- Opening Delimiter -
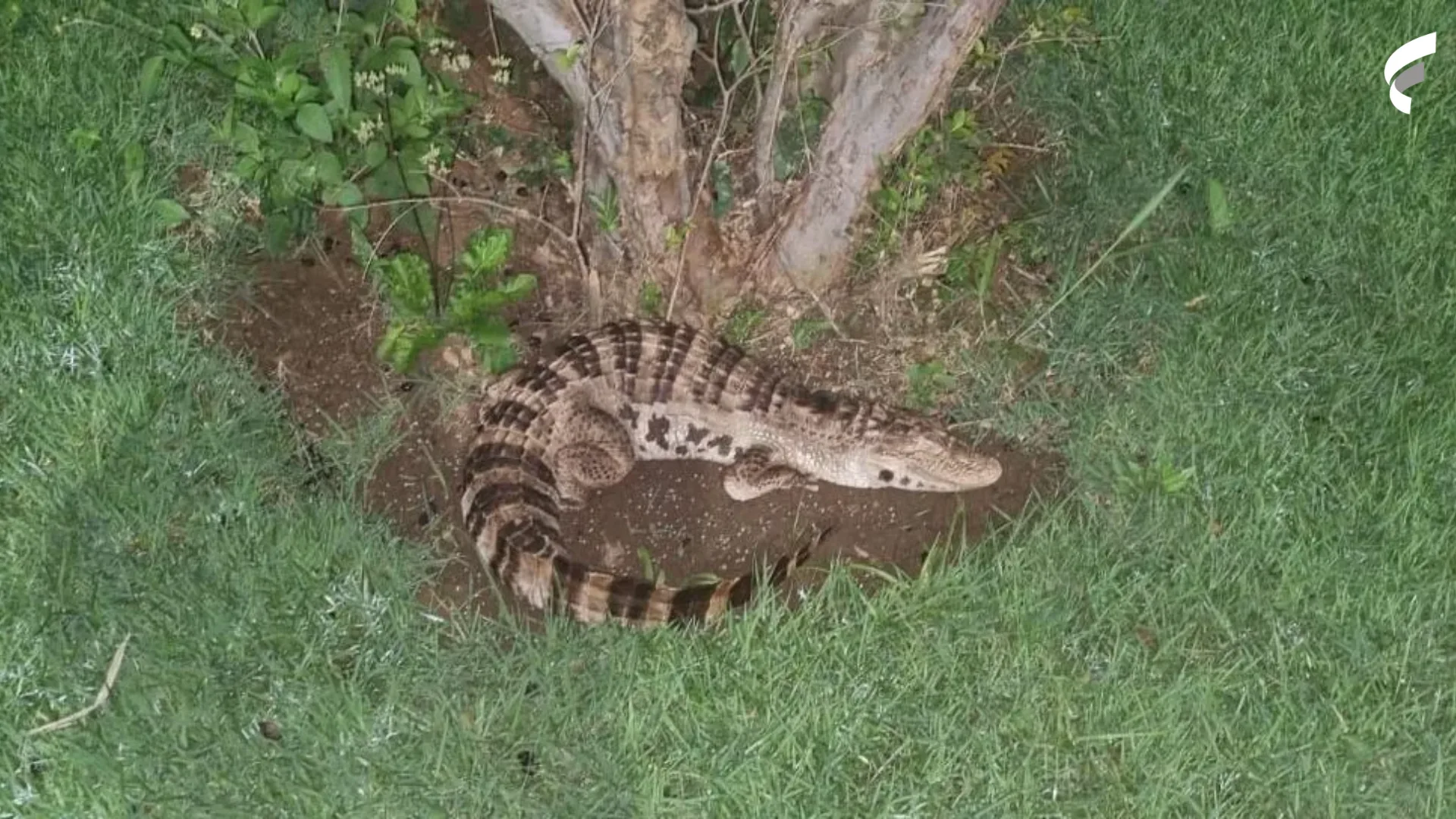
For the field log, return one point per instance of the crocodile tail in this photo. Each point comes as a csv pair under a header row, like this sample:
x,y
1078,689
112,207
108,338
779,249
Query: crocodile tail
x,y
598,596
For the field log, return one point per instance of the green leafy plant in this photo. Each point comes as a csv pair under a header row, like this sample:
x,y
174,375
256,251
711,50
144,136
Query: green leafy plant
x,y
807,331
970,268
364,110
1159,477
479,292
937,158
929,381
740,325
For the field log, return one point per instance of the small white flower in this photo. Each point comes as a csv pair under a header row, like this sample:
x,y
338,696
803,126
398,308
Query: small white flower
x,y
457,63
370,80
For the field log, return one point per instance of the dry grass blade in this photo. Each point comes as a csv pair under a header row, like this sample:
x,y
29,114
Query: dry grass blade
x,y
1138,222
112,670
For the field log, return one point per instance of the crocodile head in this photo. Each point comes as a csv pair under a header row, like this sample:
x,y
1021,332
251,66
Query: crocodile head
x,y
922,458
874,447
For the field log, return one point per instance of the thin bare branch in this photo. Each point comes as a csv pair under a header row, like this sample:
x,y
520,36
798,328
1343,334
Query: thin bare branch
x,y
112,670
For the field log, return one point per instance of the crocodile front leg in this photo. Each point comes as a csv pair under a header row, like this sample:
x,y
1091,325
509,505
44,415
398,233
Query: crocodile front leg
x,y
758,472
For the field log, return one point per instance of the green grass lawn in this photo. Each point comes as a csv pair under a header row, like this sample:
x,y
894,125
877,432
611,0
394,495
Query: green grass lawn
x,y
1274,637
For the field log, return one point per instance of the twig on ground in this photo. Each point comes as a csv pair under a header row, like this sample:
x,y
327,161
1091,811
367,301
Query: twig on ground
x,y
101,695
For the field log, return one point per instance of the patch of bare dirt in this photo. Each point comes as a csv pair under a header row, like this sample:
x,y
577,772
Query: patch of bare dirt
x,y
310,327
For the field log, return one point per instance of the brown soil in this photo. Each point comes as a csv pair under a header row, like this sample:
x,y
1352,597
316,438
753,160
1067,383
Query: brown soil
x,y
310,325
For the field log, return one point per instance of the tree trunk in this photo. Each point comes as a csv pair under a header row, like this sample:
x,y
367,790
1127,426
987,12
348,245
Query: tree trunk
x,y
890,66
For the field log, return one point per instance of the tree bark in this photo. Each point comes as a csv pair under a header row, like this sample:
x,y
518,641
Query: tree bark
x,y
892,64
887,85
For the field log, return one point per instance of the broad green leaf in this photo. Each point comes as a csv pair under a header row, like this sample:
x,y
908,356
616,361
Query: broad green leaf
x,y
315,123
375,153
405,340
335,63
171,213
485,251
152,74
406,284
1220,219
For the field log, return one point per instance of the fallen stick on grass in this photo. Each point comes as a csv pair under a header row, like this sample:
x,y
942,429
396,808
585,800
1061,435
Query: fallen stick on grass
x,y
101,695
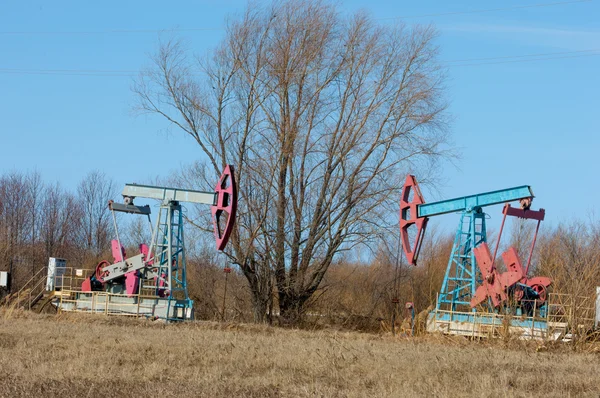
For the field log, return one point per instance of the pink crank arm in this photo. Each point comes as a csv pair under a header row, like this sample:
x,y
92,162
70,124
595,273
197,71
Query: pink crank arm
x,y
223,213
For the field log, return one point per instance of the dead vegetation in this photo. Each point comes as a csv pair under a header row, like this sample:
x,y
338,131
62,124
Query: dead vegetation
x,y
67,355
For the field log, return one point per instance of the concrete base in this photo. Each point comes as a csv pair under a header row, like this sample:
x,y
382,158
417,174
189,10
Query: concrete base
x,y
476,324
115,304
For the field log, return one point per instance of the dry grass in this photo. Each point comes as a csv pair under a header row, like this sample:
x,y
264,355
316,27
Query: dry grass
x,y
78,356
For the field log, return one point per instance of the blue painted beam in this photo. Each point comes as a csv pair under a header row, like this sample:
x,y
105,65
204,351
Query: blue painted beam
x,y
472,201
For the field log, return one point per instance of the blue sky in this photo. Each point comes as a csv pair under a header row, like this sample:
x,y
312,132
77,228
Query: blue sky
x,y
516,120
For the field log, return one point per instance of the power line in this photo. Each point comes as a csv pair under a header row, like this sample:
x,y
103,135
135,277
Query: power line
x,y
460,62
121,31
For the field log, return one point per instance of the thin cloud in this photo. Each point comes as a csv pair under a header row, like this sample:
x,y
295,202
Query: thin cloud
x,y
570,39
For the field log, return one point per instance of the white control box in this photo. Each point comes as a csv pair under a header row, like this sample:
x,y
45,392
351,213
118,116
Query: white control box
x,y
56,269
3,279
- Closing Delimiter -
#### What the task asks:
In your copy of the records above, include no pictures and match every line exactly.

#### Exercise response:
For the field log, return one point per instance of the crocodile tail in this photo. Each point comes as a csv pair under a header row, like this sample:
x,y
1078,689
112,207
108,338
779,249
Query: crocodile tail
x,y
598,596
For the field log, return one point per instance of the green leafy plant in this photo. Each point comes as a csv pair under a header row, like this sample:
x,y
174,375
256,251
711,50
144,136
Query: green leafy plant
x,y
807,331
970,268
364,110
1159,477
479,292
937,158
929,381
740,325
For the field log, return one point per instance of the small white flower in this photo. Each point comes as a csv pair under a header row, like this sample:
x,y
338,696
803,126
398,308
Query: small white flower
x,y
457,63
370,80
For the field log, return one point per instance of the dry grass blade in this photo. Each point comes as a csv pair under a header row, like this sample:
x,y
29,114
Query: dry grass blade
x,y
1138,222
112,670
For the field log, return one point per instance of the crocodile head in this photo. Each point comes as a csv pair under a header row, like this sample:
x,y
1021,332
251,66
Query: crocodile head
x,y
922,458
874,447
For the field log, return one point per instance of the thin bare branch in this photo. Each point comes as a csv pair under a header row, like this sample:
x,y
520,36
798,328
1343,334
Query: thin bare branch
x,y
112,670
For the field log, return one point per instance of the crocodile front leg in this photo. Each point comes as a csv pair under a header row, like this sample:
x,y
1091,325
509,505
44,415
398,233
Query: crocodile front leg
x,y
758,472
For the field log, return one point per instance of the green grass lawn in this photo. Each point comes as a csv pair under a header row, like this sample:
x,y
894,125
877,432
611,0
394,495
Query: green grass lawn
x,y
1274,637
For the field log, return one point per instance of the twig on ground in this photo. Each point comes as a csv pair under a header row, like this sample:
x,y
327,161
1091,811
367,301
Query: twig on ground
x,y
101,695
For the field log, return one point per instance of the patch of bare dirt in this photo. Each point comes as a csv pair under a header row, like this sample:
x,y
577,772
Query: patch of bare dirt
x,y
310,327
For the field log, return one point per instance of the brown soil in this photo. Each point comes as a csv pair under a header row, like this sample:
x,y
1352,597
316,438
753,160
1067,383
Query: brown soil
x,y
310,325
For the field log, return one point per instance of the tree trunk in this photo. Each point comes as a csv pair under a header row, like this sample:
x,y
367,790
1127,426
987,12
348,245
Query: tree trunk
x,y
890,66
For the field log, return one point per instance of the tree bark in this photo. Each point comes as a csv pair under a header row, like this sample:
x,y
518,641
Query: tree bark
x,y
892,64
887,85
For the field log, return one point per instance of the broad green leaf in this photo. Each point comes as a csv pair under a header row, like this sample:
x,y
908,356
616,361
Query: broad green leaf
x,y
315,123
375,153
405,340
335,63
171,213
485,251
152,74
406,284
1220,219
For the field log, return one point per instance of the fallen stick on grass in this photo. Each point comes as a csv pair under a header row, like this sample:
x,y
942,429
396,808
585,800
1061,435
Query: fallen stick on grass
x,y
101,695
For the field log, return one point per instance of the pink crank arm in this photo. Each point comes as a csv pair under a header row, like this sample:
x,y
92,162
70,124
595,273
197,71
Query: pink crank arm
x,y
223,213
For the field log, return one point per instance of the dead vegetation in this photo. Each point comes as a csv pair under a header row, like this sample:
x,y
338,131
62,124
Query: dead vegetation
x,y
67,355
For the field log, return one point per instance of the concrete base in this photo. Each point comes as a csv pair under a header row, like this sample:
x,y
382,158
417,174
189,10
Query: concrete base
x,y
476,324
115,304
For the field log, return one point per instance of the dry grass in this photo. Each point comes as a csv pair under a header row, like this sample:
x,y
264,355
316,27
Query: dry grass
x,y
78,356
For the field log, return one point per instance of the blue painted beam in this photo. Each point comes as a csv pair under a header row, like this sample:
x,y
105,65
204,351
Query: blue painted beam
x,y
472,201
For the field log, return one point per instance of the blue sky in this photo. Each point comes as a csv pair under a header row, like this sample:
x,y
312,132
77,228
Query: blue sky
x,y
516,120
For the field log, return one point per instance of the power line in this photo. Each point comes as a csv pair under a header row, like this sample:
x,y
103,135
135,277
Query: power line
x,y
460,62
121,31
For the field log, return one point per instance of the thin cloud in this photo. Each point comes as a csv pair under a header row, like this sample:
x,y
295,202
Query: thin cloud
x,y
570,39
For the field log, return one point per instance of the white control box in this photo. Each point comes as a csv pair under a header row, like this sample:
x,y
45,392
351,213
118,116
Query: white control box
x,y
56,269
3,279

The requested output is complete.